### WHAT YOU ARE ASKED TO DO
Copy out the records below without changes, starting at their first line and ending with the line that contains "<point>393,302</point>", including that line.

### DATASET EXCERPTS
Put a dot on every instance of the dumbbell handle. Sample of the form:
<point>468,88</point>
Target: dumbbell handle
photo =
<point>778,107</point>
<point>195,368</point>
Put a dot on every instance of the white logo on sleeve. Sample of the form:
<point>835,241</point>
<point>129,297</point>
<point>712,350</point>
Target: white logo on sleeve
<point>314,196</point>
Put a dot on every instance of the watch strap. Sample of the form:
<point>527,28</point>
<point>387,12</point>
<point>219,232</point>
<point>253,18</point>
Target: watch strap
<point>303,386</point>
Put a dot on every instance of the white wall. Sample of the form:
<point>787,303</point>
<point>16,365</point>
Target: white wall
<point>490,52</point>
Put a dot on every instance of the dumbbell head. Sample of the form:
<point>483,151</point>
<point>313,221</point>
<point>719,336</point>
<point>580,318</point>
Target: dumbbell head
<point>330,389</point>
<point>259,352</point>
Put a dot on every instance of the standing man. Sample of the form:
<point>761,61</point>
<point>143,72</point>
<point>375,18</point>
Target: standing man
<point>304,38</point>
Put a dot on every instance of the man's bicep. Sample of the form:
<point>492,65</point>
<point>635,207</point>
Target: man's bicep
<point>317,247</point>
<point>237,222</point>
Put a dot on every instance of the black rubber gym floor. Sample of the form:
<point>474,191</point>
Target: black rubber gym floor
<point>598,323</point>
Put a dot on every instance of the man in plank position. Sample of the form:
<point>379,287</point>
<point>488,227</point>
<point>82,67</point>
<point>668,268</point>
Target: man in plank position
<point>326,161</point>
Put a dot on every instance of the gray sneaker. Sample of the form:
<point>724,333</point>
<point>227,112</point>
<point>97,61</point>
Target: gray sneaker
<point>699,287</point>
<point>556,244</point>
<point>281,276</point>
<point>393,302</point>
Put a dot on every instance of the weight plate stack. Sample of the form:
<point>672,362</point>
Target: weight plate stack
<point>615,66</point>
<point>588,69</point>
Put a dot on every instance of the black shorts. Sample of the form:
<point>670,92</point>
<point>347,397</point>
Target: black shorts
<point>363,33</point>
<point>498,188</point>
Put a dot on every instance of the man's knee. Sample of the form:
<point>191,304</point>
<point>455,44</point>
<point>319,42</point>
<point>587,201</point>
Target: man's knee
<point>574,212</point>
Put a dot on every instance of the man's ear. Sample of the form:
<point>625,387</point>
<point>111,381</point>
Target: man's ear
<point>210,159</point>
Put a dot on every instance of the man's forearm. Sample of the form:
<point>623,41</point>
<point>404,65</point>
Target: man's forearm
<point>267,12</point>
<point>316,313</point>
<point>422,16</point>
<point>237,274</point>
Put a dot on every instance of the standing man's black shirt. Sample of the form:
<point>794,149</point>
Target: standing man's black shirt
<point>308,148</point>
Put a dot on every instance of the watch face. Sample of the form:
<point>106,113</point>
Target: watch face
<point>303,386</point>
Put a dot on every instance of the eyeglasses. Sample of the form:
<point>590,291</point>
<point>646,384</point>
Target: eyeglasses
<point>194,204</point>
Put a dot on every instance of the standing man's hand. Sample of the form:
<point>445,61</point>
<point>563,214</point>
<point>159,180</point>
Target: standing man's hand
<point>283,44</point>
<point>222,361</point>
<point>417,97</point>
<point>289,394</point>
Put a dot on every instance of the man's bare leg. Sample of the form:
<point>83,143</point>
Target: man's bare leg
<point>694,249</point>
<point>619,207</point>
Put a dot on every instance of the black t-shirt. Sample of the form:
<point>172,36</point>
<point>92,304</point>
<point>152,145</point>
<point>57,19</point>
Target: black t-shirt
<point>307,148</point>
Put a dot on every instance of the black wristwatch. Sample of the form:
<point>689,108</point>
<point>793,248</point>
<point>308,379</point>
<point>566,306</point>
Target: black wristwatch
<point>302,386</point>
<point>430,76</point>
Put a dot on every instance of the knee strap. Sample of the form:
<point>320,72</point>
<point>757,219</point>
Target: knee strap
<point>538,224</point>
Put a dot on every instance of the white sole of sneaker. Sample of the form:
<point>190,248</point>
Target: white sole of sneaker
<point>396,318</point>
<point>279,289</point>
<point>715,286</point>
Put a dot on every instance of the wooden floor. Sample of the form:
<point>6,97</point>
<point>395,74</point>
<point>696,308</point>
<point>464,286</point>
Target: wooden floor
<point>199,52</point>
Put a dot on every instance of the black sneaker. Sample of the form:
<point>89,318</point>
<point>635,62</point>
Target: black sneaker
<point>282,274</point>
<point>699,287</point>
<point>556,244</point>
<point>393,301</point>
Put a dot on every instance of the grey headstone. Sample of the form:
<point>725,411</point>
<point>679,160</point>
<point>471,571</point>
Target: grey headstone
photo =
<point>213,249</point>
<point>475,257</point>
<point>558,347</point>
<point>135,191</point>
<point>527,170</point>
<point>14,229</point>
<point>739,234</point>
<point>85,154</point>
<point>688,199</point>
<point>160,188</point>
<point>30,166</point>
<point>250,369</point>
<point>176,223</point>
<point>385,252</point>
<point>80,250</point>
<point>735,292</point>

### FULL ANSWER
Put a dot on every instance of the dumbbell handle. Sample of the form:
<point>468,88</point>
Target: dumbbell handle
photo =
<point>778,107</point>
<point>195,368</point>
Put a dot on every instance of the white logo on sleeve. Sample of the form:
<point>835,241</point>
<point>129,297</point>
<point>712,350</point>
Target: white logo on sleeve
<point>314,196</point>
Put a dot on every instance of the watch strap. Sample of the form:
<point>527,28</point>
<point>387,12</point>
<point>219,232</point>
<point>253,18</point>
Target: watch strap
<point>303,386</point>
Put a dot on every instance of the white wall. Sample of the form:
<point>787,303</point>
<point>16,365</point>
Target: white wall
<point>490,52</point>
Put a dot on every instance of the dumbbell head. Sample of the form:
<point>483,151</point>
<point>313,221</point>
<point>719,336</point>
<point>580,318</point>
Target: dumbbell head
<point>330,389</point>
<point>259,352</point>
Put a dot on every instance of the standing man. Sample of the form:
<point>761,61</point>
<point>143,72</point>
<point>375,18</point>
Target: standing man
<point>304,38</point>
Put a dot on every instance of the man's bicep. Sample of the form:
<point>492,65</point>
<point>635,207</point>
Target: man's bicep
<point>317,247</point>
<point>237,222</point>
Put a dot on every instance of the black rubber gym floor. Sample of the form:
<point>474,191</point>
Target: black rubber gym floor
<point>598,323</point>
Put a dot on every instance of the man in plank position. Sample of the form:
<point>379,287</point>
<point>488,227</point>
<point>82,67</point>
<point>668,268</point>
Target: man in plank position
<point>326,161</point>
Put a dot on every instance of the gray sneaker. Sample of the form:
<point>724,333</point>
<point>227,112</point>
<point>97,61</point>
Target: gray sneaker
<point>699,287</point>
<point>556,244</point>
<point>281,276</point>
<point>393,302</point>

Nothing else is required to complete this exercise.